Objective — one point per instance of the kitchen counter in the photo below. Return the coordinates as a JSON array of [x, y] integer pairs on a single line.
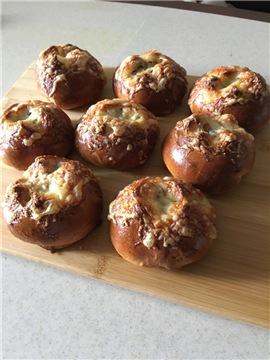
[[49, 313]]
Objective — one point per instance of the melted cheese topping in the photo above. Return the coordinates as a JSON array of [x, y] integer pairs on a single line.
[[206, 134], [151, 68], [166, 210], [80, 58], [115, 116], [226, 86], [48, 188], [19, 119]]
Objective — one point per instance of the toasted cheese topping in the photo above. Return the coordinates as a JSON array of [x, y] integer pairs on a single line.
[[166, 210], [48, 186], [226, 86], [57, 61], [211, 135], [114, 121], [32, 120], [151, 69]]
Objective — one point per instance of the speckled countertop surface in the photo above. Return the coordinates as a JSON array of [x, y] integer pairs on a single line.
[[52, 314]]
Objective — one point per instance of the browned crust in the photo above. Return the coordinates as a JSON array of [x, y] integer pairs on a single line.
[[21, 141], [73, 220], [232, 90], [214, 166], [145, 85], [73, 86], [115, 141], [190, 244]]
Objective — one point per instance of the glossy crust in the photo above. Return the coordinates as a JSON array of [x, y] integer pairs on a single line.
[[54, 204], [31, 129], [69, 76], [161, 222], [232, 90], [117, 134], [213, 154], [151, 79]]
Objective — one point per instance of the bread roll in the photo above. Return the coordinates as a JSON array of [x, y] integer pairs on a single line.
[[153, 80], [55, 203], [161, 222]]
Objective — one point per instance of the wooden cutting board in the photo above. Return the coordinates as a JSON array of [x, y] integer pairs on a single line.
[[232, 281]]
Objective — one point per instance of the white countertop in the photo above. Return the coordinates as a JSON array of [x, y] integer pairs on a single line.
[[51, 314]]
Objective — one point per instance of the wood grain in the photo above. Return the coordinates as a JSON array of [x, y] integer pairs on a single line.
[[232, 281]]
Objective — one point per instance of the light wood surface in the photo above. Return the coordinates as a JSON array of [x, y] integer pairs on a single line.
[[232, 281]]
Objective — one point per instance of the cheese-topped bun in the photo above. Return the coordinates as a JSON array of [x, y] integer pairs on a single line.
[[54, 204], [152, 79], [69, 76], [117, 134], [161, 222], [213, 154], [232, 90], [34, 128]]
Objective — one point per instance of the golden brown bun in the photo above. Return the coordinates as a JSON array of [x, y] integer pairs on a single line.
[[151, 79], [213, 154], [117, 134], [69, 76], [55, 203], [34, 128], [161, 222], [232, 90]]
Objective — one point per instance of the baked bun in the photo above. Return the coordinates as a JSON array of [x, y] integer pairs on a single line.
[[117, 134], [161, 222], [34, 128], [69, 76], [152, 80], [213, 154], [54, 204], [232, 90]]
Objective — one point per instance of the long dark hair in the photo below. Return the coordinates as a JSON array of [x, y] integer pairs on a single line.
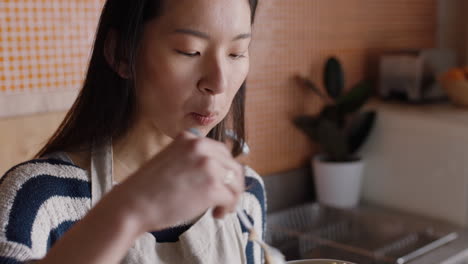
[[106, 104]]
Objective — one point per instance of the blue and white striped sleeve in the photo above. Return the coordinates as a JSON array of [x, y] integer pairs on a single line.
[[39, 201], [254, 205]]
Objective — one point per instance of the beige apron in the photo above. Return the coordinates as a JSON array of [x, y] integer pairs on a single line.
[[207, 241]]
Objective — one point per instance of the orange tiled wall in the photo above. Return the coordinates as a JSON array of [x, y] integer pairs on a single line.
[[44, 44], [47, 50], [295, 36]]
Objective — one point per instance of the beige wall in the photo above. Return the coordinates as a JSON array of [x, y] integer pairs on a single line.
[[21, 137], [453, 27]]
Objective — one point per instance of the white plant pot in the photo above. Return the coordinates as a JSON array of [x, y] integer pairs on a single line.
[[337, 184]]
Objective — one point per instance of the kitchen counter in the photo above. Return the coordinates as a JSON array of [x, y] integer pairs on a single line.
[[367, 234]]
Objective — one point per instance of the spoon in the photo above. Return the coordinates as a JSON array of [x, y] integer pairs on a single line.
[[272, 255]]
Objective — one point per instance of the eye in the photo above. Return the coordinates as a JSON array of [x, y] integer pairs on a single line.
[[188, 54]]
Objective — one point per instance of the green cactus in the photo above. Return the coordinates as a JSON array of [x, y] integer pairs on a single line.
[[339, 128]]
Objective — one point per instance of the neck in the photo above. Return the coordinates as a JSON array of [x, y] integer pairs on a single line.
[[140, 144]]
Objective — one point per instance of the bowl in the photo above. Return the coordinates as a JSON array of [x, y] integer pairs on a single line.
[[318, 261]]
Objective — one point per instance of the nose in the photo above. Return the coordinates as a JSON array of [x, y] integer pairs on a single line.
[[214, 77]]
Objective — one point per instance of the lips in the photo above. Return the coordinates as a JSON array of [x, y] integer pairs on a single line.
[[203, 118]]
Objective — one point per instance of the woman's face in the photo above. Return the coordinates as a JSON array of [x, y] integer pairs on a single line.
[[191, 62]]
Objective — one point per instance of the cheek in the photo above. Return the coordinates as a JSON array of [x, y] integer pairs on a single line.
[[238, 78]]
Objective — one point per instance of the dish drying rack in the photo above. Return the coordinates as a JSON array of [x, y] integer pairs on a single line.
[[365, 235]]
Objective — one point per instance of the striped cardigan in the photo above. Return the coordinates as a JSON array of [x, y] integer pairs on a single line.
[[41, 199]]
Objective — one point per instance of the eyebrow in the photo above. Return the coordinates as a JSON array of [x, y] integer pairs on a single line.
[[203, 35]]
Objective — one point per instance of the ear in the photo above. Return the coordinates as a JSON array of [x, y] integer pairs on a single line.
[[120, 67]]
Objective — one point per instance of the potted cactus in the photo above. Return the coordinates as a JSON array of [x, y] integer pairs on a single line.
[[340, 129]]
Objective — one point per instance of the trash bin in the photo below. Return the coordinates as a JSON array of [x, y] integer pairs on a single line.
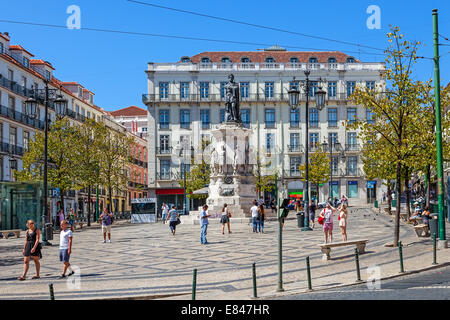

------------------------------------------------

### WHAT IS EXPECTED
The records above, copied word for word without the pictures, are what should be output.

### WRITTEN RESPONSE
Objective — one point per instance of the kitchen counter in the photo below. Return the coordinates as a JSON array of [x, y] integer pairs on a single line.
[[49, 313]]
Objective — one point per instance of the melted cheese topping in the photo above. Return the coordinates as a JSON array of [x, y] integer pairs on a single line.
[[206, 134], [151, 68], [166, 210], [80, 58], [115, 116], [226, 86], [48, 188], [19, 119]]
Objective — one point per instance of the toasted cheese topping in the photo above. Return the coordinates as a JSON array of [x, y] integer pairs on a single line.
[[166, 210], [48, 186], [226, 86], [57, 61], [211, 135], [114, 121], [32, 120], [151, 69]]
Objective — one point per instance of the speckled countertop surface in the photo above. Return the coordinates as a JSON array of [x, y] integer pairs on a single line.
[[52, 314]]
Objective — one point per instance of the browned crust in the photo above. Return the coordinates as a JSON array of [x, y] integer pairs on a single line.
[[21, 141], [73, 220], [232, 90], [214, 166], [145, 85], [73, 86], [115, 141], [190, 244]]
Objective — one point per instance of the glossy crust in the photo above. Return the coordinates as a JSON array of [x, y] integer pairs on a single line.
[[54, 204], [31, 129], [69, 76], [161, 222], [232, 90], [117, 134], [213, 154], [151, 79]]
Objective — one point per instance of the bread roll in the photo above. Return the coordinates as a JSON array of [x, y] integer pairs on a single line.
[[153, 80], [55, 203], [161, 222]]
Objective — one point per instance of the wooden cutting board in the photo above. Return the coordinates as a JSON array of [x, y] integer pairs on a single line.
[[232, 281]]
Objective — one point per instance of the white countertop in the photo above. Return the coordinates as a JSON array of [x, y] integer pairs on a single line.
[[51, 314]]
Objective — one point per instance of the wood grain in the photo above. Return the coordinates as a JSON array of [x, y] integer pairs on a single line.
[[232, 281]]
Objective — one point per instance of the light wood surface in the photo above. Return the coordinates as a JSON array of [x, y] integer pairs on a single line.
[[232, 281]]
Objective — one point per instance of the cheese-topped bun in the photo above. Return the coordinates as a JSON array of [x, y] integer pairs on a single line.
[[54, 204], [152, 79], [69, 76], [117, 134], [161, 222], [213, 154], [232, 90], [34, 128]]
Objective — one point per instance of the golden brown bun in the photo above. Return the coordinates as a JSON array of [x, y] integer pairs on a single line.
[[151, 79], [213, 154], [117, 134], [69, 76], [55, 203], [34, 128], [161, 222], [232, 90]]
Objective — one point per instance of the baked bun in the photo above. Return the coordinates as a JSON array of [x, y] integer pairs on a single line.
[[117, 134], [161, 222], [34, 128], [69, 76], [152, 80], [213, 154], [54, 204], [232, 90]]
Objective — one point per instance of the long dark hair in the photo below. Return the coordinates as a JSON array of [x, y] integer pairs on a single line.
[[106, 104]]
Objective — one point per instance of the blue and white striped sleeve in the photo above. Return the coordinates as a JSON array of [x, y] integer pairs on a single line.
[[39, 201], [254, 205]]
Objective — one point per instance of the beige apron in the photo above. Return the coordinates as a JSON array of [x, y] integer pairs on a single line.
[[207, 241]]
Objective — one point per instance of the orange tiled wall in the photo above. Return the coordinates as a JSON array of [x, y] integer pairs on a single line.
[[44, 44], [47, 50], [295, 36]]
Objective — one point per instance of the beige wall in the photo above. Return the coordinates as a JSON array of [x, y] integer pairs on a single line.
[[21, 137], [453, 27]]
Objective — one point per instance of the white plant pot in the photo above. Return the coordinates as a JSON array of [x, y] integer pairs on a single line.
[[337, 184]]
Objective — one point per instance of the kitchen counter in the photo above. Return the coordinates as a JSON array of [x, y] integer pairs on a single line.
[[367, 234]]
Objective — one point per instance of the spoon in the photo above. Return the coordinates as a JSON array of [x, y] integer pairs on a single line.
[[272, 255]]
Objective — one point per instance of the eye in the photo above. Return the coordinates as a JSON array of [x, y] integer pairs on a single line.
[[188, 54]]
Objective — one point per instance of the green cactus in the photo above. Return the coordinates as a JSON array of [x, y] integer pairs on a single line.
[[339, 128]]
Objective — one point per instance of the neck in the photo above. Return the coordinates as a JSON array of [x, y] integer pairs on a single line.
[[140, 144]]
Objective — one point per instance of the bowl in the photo above. Return the coordinates as a JSON array of [x, y] integer pairs on a single line.
[[318, 261]]
Objective — one point per instance of the nose in the photo above. Return the coordinates as a JSON array of [x, y] integer pairs on a single line.
[[214, 77]]
Objective — one point per instance of the lips in the photo above. Return the coordinates as a JSON array of [x, y] integer pairs on a single line.
[[203, 118]]
Objective — one point per instance of the woman's face in the photo above. Return the coordinates as a JSON array of [x, y] integer pairs on a single line.
[[191, 62]]
Objective — one point per instance of the cheek in the photo above. Return the coordinates as a JSON array of [x, y] integer pairs on a single line.
[[238, 78]]
Objective — one point per instance of the dish drying rack in the photo above. Return the coordinates as a JSON array of [x, y] integer pairs on a single line.
[[365, 235]]
Objective — one point per instance of the striped cardigan in the photo above. Return the coordinates as a JSON array of [x, y] integer pairs on a single line.
[[41, 199]]
Objective — one point per instance of the eyebrow in the photo above. Return the coordinates as a JSON array of [x, y] integer pairs on a single line.
[[203, 35]]
Objective — one point per instance of the ear in the photo above. Return the coordinates as a JSON array of [x, y] integer pairs on a single line.
[[120, 67]]
Objective — one point per instance of the potted cactus in the photo above. Return the coordinates as a JSON array of [x, y] integer pairs on a single line.
[[340, 129]]
Objective — one point per instance of the trash bin in the photo below. Return the coordinates as a JSON array of [x, y] integer pairs on a single line.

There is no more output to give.